Feuilleter les dessins d’Émile Rousseau le rend plus familier. Il semble qu’il ne s’agisse ici que d’études, peut-être celles qui lui ont valu des encouragements alors qu’il était encore élève à l’École municipale de dessin d’Abbeville.

Dans la pochette, je découvre également des dizaines de tirages, notamment ses estampes les plus célèbres. Plusieurs ont été données par Émile Rousseau lui-même, qui les dédicace à sa ville ou à Monsieur Boucher de Perthes.

Pour deux ou trois sujets, le musée possède plusieurs tirages d’état. On sent là une volonté documentaire dans la constitution du fonds : ces estampes illustrent parfaitement le travail du graveur d’interprétation au burin.

Ainsi, il est particulièrement intéressant de se pencher sur les trois états du portrait d’homme, gravé par Rousseau à la demande de la chalcographie du Louvre, qui souhaitait commercialiser une copie de ce tableau du XVIe siècle, autrefois attribué à Raphaël ou à Giorgione.

Pour parvenir à rendre le plus justement les couleurs et les modelés, Rousseau place d’abord les grandes lignes et les zones d’ombre. Il va ensuite travailler le modelé par ajout successif de tailles.

Etats successifs du visage gravé par Emile Rousseaux
Etats successifs du visage gravé par Emile Rousseaux

Ultime rebondissement … la découverte d’une autre matrice !

• _Extraits de données_:

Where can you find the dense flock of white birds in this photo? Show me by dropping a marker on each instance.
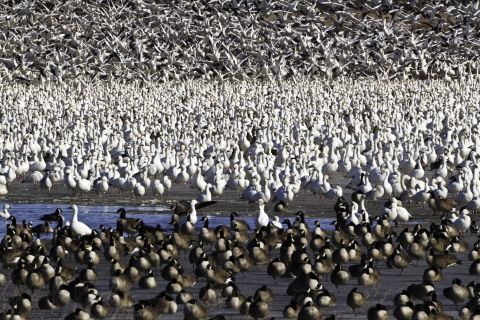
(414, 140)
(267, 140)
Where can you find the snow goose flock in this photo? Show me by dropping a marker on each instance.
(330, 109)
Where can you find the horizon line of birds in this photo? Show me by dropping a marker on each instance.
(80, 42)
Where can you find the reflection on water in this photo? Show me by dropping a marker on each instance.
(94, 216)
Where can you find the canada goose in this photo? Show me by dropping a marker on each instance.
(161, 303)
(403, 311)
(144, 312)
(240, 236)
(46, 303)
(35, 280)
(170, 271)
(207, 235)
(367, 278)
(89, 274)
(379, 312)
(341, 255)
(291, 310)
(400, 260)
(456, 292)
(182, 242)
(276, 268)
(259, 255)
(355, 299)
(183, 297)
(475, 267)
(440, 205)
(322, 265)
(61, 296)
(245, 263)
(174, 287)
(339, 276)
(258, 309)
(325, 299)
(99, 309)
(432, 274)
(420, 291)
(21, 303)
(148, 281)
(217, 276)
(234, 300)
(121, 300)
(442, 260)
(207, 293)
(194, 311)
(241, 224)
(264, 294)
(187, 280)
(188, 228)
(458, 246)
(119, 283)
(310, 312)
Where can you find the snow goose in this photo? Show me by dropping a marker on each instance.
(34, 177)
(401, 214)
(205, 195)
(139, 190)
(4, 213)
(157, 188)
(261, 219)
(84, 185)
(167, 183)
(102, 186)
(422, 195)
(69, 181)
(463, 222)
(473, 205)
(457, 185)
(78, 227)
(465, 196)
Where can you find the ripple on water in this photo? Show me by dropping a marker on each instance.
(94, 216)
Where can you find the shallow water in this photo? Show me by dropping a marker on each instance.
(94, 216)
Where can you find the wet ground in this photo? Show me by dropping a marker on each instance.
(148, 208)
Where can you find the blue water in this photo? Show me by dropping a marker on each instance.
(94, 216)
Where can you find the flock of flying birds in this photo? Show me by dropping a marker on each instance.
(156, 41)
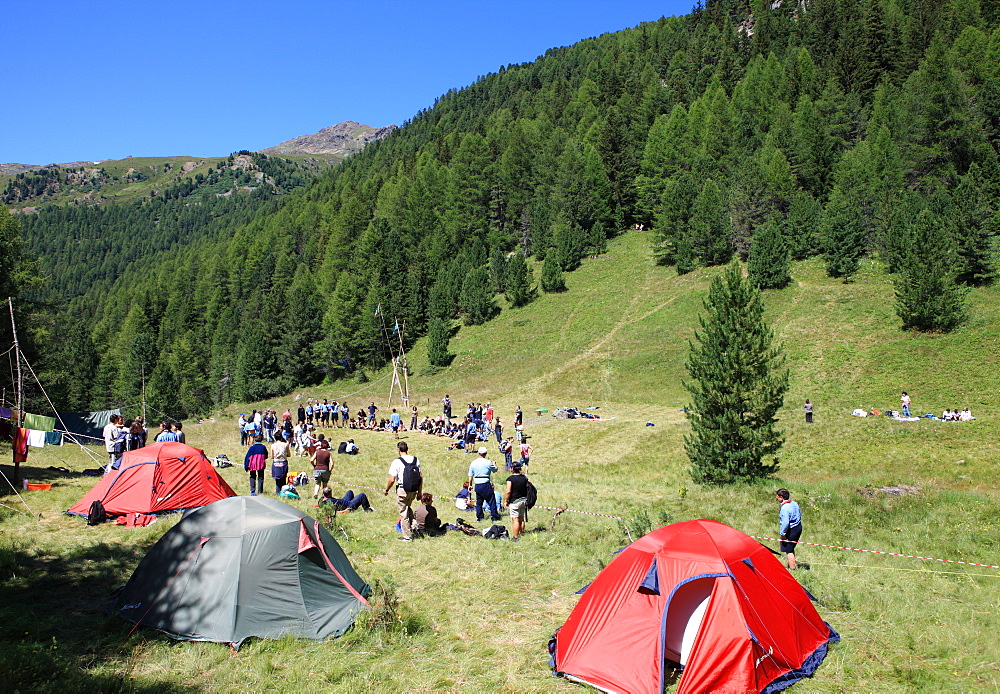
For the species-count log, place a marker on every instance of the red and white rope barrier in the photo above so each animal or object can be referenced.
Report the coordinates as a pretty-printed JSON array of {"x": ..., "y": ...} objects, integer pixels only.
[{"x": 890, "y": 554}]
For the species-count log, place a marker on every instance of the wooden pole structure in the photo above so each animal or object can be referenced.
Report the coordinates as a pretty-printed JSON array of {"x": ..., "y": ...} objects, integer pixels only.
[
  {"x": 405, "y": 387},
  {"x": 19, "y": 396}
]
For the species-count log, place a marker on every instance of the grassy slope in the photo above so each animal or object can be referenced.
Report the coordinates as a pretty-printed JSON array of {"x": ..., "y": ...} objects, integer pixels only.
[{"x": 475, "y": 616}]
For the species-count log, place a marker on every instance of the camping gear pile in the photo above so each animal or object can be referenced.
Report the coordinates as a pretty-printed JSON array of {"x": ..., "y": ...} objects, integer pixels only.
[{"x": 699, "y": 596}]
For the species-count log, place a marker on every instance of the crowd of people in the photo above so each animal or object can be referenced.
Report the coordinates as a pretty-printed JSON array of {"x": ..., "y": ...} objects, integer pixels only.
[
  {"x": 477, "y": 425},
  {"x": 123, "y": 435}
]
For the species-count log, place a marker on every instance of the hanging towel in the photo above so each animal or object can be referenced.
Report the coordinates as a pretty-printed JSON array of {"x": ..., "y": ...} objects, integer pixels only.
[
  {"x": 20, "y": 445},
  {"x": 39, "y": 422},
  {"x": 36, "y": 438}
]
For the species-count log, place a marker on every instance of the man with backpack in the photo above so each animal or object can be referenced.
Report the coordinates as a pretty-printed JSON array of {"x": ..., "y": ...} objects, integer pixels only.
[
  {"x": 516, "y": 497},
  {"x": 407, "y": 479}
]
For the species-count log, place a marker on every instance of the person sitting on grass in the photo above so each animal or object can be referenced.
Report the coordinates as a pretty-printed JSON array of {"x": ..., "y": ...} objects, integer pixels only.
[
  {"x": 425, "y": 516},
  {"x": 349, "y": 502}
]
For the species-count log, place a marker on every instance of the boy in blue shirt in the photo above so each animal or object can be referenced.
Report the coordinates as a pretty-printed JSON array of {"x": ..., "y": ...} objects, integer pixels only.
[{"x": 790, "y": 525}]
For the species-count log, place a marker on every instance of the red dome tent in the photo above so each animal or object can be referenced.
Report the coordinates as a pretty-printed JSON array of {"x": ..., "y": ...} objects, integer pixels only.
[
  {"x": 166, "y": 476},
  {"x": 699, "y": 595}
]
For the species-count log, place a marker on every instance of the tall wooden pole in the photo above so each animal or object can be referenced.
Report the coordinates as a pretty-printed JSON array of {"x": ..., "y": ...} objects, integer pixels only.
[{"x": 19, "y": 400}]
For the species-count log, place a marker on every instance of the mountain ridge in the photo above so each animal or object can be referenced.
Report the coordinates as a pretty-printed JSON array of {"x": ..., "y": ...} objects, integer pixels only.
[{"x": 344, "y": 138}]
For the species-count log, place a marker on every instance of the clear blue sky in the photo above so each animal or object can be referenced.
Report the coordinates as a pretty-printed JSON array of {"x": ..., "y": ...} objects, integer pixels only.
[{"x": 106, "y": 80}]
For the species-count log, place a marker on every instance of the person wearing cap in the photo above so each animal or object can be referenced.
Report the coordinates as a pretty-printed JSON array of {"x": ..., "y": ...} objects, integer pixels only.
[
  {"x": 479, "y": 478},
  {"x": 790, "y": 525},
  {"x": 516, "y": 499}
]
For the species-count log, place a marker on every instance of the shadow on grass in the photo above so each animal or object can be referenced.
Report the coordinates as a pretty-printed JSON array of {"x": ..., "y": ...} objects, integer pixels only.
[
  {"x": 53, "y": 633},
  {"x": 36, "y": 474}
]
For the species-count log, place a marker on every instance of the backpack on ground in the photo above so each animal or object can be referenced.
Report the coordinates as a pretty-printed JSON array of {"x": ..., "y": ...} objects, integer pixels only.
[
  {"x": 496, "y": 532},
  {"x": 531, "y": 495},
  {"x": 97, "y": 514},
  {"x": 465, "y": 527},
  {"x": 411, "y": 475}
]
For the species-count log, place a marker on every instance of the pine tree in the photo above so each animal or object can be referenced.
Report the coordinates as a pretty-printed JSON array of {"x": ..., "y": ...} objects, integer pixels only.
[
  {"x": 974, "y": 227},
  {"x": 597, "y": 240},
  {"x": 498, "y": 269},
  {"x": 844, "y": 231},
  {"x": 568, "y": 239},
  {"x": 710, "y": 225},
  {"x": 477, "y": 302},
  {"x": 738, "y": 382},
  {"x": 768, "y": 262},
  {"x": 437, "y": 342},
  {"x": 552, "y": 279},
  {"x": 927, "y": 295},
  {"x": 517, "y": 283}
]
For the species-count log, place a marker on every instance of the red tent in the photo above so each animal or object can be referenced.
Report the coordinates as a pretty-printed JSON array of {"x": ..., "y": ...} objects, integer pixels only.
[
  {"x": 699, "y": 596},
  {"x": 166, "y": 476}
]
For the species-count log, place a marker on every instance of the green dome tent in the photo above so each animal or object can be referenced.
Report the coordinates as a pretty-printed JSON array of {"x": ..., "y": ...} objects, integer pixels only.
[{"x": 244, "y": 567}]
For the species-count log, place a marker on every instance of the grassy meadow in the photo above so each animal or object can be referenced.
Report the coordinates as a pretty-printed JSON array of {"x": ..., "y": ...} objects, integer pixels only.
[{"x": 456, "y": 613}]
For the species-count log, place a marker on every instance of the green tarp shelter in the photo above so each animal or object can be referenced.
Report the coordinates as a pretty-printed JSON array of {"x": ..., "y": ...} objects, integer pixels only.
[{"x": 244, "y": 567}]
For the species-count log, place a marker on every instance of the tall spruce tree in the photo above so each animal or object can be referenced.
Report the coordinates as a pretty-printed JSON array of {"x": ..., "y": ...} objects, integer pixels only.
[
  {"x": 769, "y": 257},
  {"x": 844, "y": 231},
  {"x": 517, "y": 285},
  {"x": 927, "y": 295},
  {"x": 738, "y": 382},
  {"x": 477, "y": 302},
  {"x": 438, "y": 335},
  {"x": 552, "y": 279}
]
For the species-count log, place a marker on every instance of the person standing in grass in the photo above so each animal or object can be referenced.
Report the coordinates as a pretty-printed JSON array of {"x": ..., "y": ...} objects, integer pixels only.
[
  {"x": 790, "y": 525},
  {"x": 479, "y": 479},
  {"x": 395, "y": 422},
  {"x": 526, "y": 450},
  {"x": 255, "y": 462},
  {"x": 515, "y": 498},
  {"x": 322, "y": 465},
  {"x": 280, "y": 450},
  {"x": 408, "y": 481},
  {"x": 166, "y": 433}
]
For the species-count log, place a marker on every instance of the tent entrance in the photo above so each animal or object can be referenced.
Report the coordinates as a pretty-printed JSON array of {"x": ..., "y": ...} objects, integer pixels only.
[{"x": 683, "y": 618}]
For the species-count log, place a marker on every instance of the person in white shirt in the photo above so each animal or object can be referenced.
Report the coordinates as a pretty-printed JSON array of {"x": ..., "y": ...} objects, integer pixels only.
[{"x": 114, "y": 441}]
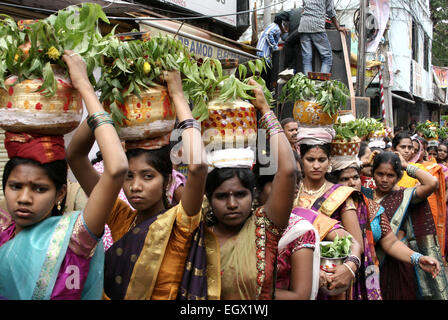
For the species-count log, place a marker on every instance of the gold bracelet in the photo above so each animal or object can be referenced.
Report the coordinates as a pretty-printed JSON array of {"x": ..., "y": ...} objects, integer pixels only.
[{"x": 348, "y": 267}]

• _Consigne_: Relevez chacune des personnes que le texte source désigne par son nom, en ne citant chacune qu'une fois.

• _Corrigé_:
- Émile Rousseau
- Monsieur Boucher de Perthes
- Raphaël
- Giorgione